依頼文 1: レコードのうち、「of the sunglasses」を含む行から末尾までの範囲を、空行を除き1行につき1つの文字列としてJSONリストに入れてください。

原文:
-----
説明
二固体が互いに摩擦し合うとき、摩耗粉あるいは摩耗粒子と呼ばれる粉末の脱落をともない、すり減ってゆく現象は、工業機器や生産活動の場のみならず、日常生活の上でも広くみられるものである。この現象自体はおそらく有史以前から人に知られていたに違いない。永い文明の歴史の中で、人々はこの摩耗と呼ばれる表面損傷に困惑し、その対策に苦慮してきた。その基本機構がいまだに確実には解っていない、というと、あるいは不思議に思われるかもしれないが、とにかく今にちまで頼りにすべき原理を持たずに、摩耗に対処してきたのである。しかし現代の産業製品にとって、その耐久性は死命を左右する大きな問題である。複雑化した文明社会において、摩耗は単にその製品の耐久性を支配するだけでなく、それを取り巻く諸問題の鍵となるからである。
現在の学術分類では、摩耗は機械工学の中に分類されるのが普通である。それは摩耗が問題とされる対象がおもに機械であるためである。しかし、摩耗に関係する条件因子は必ずしも従来の機械的なものばかりではない。化学とか金属とか物性とかに入れられている問題が大きく摩耗を支配する。つまり、摩耗は、ある工学分野の学術体系の一部として取り扱うのは適当ではない。まず摩耗と呼ばれる自然現象の観察から始めなければならない。 このようなわけで、本書はなるべく単純な条件において生じる摩耗現象の記述から入り、二固体が接触してから摩耗粒子が脱落するまでを、一貫した筋で説明することを心がけた。従来の摩耗の説明ではある段階の過程を述べるにとどまり、最初から最後までを理解するのに戸惑うことが多いからである。用いた摩擦材料も多くの場合、元素単体で、無潤滑を主とした。潤滑油を用いる場合もその多くは直鎖炭化水素などの化学的に素性の知れたものにした。摩耗試験の多くはピン・オン・ディスク型で、異なる素材組合せでもその結果を相互に比較できるよう心掛けた。その意味では、本書に取り上げたところは、いわゆる実用試験から遠いように見られるかも知れない。しかし、とかく複雑だといわれる摩耗現象の基本的理解のためには、このような姿勢が不可欠だ、と思うのである。
-----
参照資料:

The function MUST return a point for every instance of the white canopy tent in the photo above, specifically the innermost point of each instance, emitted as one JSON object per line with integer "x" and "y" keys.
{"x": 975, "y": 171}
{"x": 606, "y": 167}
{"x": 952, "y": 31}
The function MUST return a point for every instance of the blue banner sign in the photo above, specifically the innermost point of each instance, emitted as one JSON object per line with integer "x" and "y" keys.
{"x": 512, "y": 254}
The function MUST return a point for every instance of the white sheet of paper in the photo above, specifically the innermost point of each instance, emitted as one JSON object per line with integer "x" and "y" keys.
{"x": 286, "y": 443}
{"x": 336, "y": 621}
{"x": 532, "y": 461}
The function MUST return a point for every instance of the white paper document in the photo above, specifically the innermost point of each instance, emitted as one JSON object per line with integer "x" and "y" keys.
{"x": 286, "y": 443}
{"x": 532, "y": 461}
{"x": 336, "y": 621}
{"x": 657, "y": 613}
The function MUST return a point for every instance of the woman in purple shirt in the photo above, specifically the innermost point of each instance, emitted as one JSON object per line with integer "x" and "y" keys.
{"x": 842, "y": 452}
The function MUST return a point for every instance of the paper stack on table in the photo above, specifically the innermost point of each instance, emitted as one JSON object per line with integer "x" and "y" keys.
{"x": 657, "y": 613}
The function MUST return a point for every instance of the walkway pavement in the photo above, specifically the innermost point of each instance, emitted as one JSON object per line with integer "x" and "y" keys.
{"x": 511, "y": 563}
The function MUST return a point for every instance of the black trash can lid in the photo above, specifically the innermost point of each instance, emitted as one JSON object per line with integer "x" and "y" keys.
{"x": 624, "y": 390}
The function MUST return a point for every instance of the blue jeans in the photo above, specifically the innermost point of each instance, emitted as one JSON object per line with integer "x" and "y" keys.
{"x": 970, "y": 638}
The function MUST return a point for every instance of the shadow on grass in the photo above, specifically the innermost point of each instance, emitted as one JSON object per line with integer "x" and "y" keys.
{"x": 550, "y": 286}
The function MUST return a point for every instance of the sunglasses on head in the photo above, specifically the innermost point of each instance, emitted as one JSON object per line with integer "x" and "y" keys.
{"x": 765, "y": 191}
-----
依頼文 2: 摩耗を扱った原文の「現在の学術分類では、摩耗は機」から「が不可欠だ、と思うのである。」までの範囲を、一字一句たがえずに書き写してください。

完全な回答 1:
[
  "The function MUST return a point for every instance of the sunglasses on head in the photo above, specifically the innermost point of each instance, emitted as one JSON object per line with integer \"x\" and \"y\" keys.",
  "{\"x\": 765, \"y\": 191}"
]

完全な回答 2:
現在の学術分類では、摩耗は機械工学の中に分類されるのが普通である。それは摩耗が問題とされる対象がおもに機械であるためである。しかし、摩耗に関係する条件因子は必ずしも従来の機械的なものばかりではない。化学とか金属とか物性とかに入れられている問題が大きく摩耗を支配する。つまり、摩耗は、ある工学分野の学術体系の一部として取り扱うのは適当ではない。まず摩耗と呼ばれる自然現象の観察から始めなければならない。 このようなわけで、本書はなるべく単純な条件において生じる摩耗現象の記述から入り、二固体が接触してから摩耗粒子が脱落するまでを、一貫した筋で説明することを心がけた。従来の摩耗の説明ではある段階の過程を述べるにとどまり、最初から最後までを理解するのに戸惑うことが多いからである。用いた摩擦材料も多くの場合、元素単体で、無潤滑を主とした。潤滑油を用いる場合もその多くは直鎖炭化水素などの化学的に素性の知れたものにした。摩耗試験の多くはピン・オン・ディスク型で、異なる素材組合せでもその結果を相互に比較できるよう心掛けた。その意味では、本書に取り上げたところは、いわゆる実用試験から遠いように見られるかも知れない。しかし、とかく複雑だといわれる摩耗現象の基本的理解のためには、このような姿勢が不可欠だ、と思うのである。